**RECORDS FOR THIS TASK:**
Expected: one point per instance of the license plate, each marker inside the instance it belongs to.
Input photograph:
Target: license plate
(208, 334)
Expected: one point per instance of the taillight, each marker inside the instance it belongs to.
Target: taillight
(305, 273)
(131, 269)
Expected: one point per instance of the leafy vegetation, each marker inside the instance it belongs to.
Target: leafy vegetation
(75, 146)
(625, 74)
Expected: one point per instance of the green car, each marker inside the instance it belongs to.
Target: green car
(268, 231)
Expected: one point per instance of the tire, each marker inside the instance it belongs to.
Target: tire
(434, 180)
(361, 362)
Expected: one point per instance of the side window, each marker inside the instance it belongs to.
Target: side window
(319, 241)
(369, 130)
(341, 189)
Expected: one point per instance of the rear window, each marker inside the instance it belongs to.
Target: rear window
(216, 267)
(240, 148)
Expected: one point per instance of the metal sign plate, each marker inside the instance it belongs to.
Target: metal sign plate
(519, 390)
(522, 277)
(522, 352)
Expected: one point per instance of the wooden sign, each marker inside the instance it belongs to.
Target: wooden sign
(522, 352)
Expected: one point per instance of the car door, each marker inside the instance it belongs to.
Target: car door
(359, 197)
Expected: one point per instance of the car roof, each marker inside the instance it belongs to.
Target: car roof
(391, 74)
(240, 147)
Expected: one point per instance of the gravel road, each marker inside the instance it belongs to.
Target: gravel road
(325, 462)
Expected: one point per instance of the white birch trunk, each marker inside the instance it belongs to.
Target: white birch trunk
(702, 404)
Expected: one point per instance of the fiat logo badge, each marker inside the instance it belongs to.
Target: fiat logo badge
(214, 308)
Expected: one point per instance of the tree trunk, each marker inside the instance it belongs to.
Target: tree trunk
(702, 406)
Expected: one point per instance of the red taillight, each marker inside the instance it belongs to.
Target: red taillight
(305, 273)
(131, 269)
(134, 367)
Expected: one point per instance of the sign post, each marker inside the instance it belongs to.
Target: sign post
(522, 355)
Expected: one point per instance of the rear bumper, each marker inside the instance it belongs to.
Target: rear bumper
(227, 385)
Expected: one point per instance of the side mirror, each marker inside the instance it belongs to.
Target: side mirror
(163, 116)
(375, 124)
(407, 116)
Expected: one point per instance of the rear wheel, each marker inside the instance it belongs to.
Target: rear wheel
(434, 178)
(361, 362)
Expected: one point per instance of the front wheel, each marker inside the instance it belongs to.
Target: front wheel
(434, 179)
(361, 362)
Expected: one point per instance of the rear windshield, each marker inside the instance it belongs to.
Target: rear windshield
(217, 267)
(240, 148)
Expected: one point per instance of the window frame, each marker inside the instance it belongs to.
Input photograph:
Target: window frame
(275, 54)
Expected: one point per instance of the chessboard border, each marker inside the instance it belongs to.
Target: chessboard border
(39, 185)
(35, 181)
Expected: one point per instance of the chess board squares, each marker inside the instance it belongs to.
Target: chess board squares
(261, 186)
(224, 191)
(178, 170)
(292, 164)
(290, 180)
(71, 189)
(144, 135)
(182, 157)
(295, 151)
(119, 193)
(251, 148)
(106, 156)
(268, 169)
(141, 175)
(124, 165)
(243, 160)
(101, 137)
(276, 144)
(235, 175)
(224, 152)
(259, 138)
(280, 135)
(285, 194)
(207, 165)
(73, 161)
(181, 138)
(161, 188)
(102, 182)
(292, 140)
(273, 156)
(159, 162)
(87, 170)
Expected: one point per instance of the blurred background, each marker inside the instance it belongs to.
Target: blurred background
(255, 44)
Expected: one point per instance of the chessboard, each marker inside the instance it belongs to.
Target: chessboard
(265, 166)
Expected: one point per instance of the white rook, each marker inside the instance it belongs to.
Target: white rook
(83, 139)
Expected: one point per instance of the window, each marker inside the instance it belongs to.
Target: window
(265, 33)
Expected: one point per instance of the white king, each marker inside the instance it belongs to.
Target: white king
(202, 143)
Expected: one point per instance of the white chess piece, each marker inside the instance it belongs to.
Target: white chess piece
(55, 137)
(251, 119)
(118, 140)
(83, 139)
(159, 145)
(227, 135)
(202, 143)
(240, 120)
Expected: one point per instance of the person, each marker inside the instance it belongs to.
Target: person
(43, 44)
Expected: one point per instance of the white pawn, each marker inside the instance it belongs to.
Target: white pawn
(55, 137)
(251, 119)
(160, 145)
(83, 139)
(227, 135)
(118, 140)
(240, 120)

**GOAL OF THE EXERCISE:**
Please copy each line above exactly as written.

**YOUR RESPONSE:**
Expected: one point per instance of the license plate, each marker inside the instance it belongs to.
Input photograph:
Target: license plate
(208, 334)
Expected: one point per instance of the taillight, each marker inside the instance it belongs to.
Target: taillight
(305, 273)
(131, 269)
Expected: one point per instance of the leafy vegetation, each marker inside the instance it belongs to.
Target: leafy vegetation
(75, 146)
(625, 74)
Expected: one point per instance of the green car, each marker inside the instance it belongs to.
Target: green car
(268, 231)
Expected: one point per instance of the tire, each marker inside the instance it belongs to.
Target: tire
(434, 180)
(361, 362)
Expected: one point per instance of the side window, each marker inside the instance it belongs to.
Target: side window
(319, 241)
(369, 130)
(341, 189)
Expected: one point per instance of the rear window, each marker inside the instance it belongs to.
Target: rear window
(216, 267)
(240, 148)
Expected: one point per instance of the metal sign plate, each marker inside the instance it belongs to.
Target: metal sign plate
(519, 390)
(522, 277)
(522, 352)
Expected: one point per instance of the wooden sign, each marker inside the instance it belongs to.
Target: wooden sign
(522, 352)
Expected: one point per instance of the car door, each marker inside the instance it belongs to.
Target: car door
(359, 197)
Expected: one point per instance of the car roof, each marker inside the instance it belongs to.
Target: car roof
(391, 74)
(240, 147)
Expected: one point per instance of the gravel road, each marker inside the instance it belongs to.
Target: gravel road
(325, 462)
Expected: one point per instance of the white birch trunk, each marker inside the instance it belongs to.
Target: white birch trunk
(702, 404)
Expected: one point per instance of the fiat logo badge, each marker inside the instance it belongs to.
Target: fiat logo badge
(214, 308)
Expected: one point per instance of the tree trunk, each marker inside the instance it belongs to.
Target: tree trunk
(702, 406)
Expected: one point per instance of the red taillight, each marker inside the instance it belongs to.
Target: red taillight
(305, 273)
(131, 269)
(134, 367)
Expected: one point per instance of the sign post, each marker inside the instance it belongs to.
Target: sign post
(522, 355)
Expected: one point per instance of the rear bumper, each marker inside the instance it belongs to.
Target: rear bumper
(227, 385)
Expected: one point per instance of the side mirror, each marker inside the instance it belongs to.
Target: side mirror
(163, 116)
(375, 124)
(407, 116)
Expected: one point per instance of the rear wheel, each marker inside the instance it belongs to.
Target: rear wheel
(434, 178)
(361, 362)
Expected: one point per instance of the front wheel, each marker inside the instance it belongs to.
Target: front wheel
(434, 179)
(361, 362)
Expected: one point per instance of the rear windshield, each marker inside the instance it belongs to.
Target: rear windshield
(217, 267)
(240, 148)
Expected: one point per instance of the window frame, each marker inside the instance it belongs to.
Input photograph:
Target: window frame
(275, 54)
Expected: one point per instance of the chessboard border, each marker inside the instance it belongs to.
Target: chessboard border
(39, 185)
(35, 181)
Expected: one point per instance of the chess board squares, each marker inside the instance it belongs to.
Target: chess board squares
(261, 186)
(224, 191)
(178, 170)
(292, 164)
(290, 180)
(71, 189)
(144, 135)
(182, 157)
(295, 151)
(119, 193)
(251, 148)
(106, 156)
(268, 169)
(141, 175)
(124, 165)
(243, 160)
(101, 137)
(276, 144)
(235, 175)
(224, 152)
(259, 138)
(280, 135)
(285, 194)
(207, 165)
(73, 161)
(181, 138)
(161, 188)
(102, 182)
(292, 140)
(273, 156)
(159, 162)
(87, 170)
Expected: one point per instance of the blurred background, each marker inside the instance it belongs to.
Target: blurred background
(255, 44)
Expected: one point per instance of the chessboard, each marker inside the instance it belongs to.
Target: chessboard
(265, 166)
Expected: one point per instance of the white rook, each marker inside the instance it belongs to.
Target: white rook
(83, 139)
Expected: one point per instance of the window, each marker inside the instance it belongs to.
Target: window
(265, 33)
Expected: one point per instance of the white king, each marker inside the instance it belongs to.
Target: white king
(202, 143)
Expected: one point per instance of the white chess piece, each marker inside the instance it belongs to.
Target: white chess piece
(55, 137)
(251, 119)
(118, 140)
(83, 139)
(159, 145)
(227, 135)
(202, 143)
(240, 120)
Expected: one point per instance of the person, each marker inside the instance it belongs to.
Target: person
(43, 44)
Expected: one point per instance of the white pawn, each marker inside the instance it belongs to.
Target: white pawn
(55, 137)
(251, 119)
(160, 145)
(83, 139)
(227, 135)
(118, 140)
(240, 120)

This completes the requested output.